# [Document passage]
Start of Block

North Korea has conducted a flurry of missile launches this year, from hypersonic weapons to test firing its largest intercontinental ballistic missiles (ICBMs) for the first time in nearly five years. It also appears to be preparing for what would be its first nuclear test since 2017.
Washington and Seoul officials had recently warned that North Korea appeared ready for another weapons test, possibly during Biden’s visit, which was his first trip to Asia as president and included a summit with South Korean President Yoon Suk-yeol in Seoul.
The JCS said the three missiles were fired on Wednesday in less than an hour from the Sunan area of the North’s capital, Pyongyang, where its international airport has become a hub of missile tests.
The first missile appeared to be the North’s largest ICBM, the Hwasong-17, while a second unspecified missile appears to have failed mid-flight, said South Korea’s deputy national security advisor, Kim Tae-hyo. The third missile was a short-range ballistic missile (SRBM), a test seen as aimed at improving its nuclear delivery capability, he said.

End of Block

# [Instructions for the task]
According to the passage on North Korea's missile tests, from which area were the three missiles fired on Wednesday?

(Stored data)
Start of Block

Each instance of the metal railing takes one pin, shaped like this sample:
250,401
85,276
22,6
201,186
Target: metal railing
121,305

End of Block

# [Output for this task]
They were fired from the Sunan area of Pyongyang, North Korea's capital.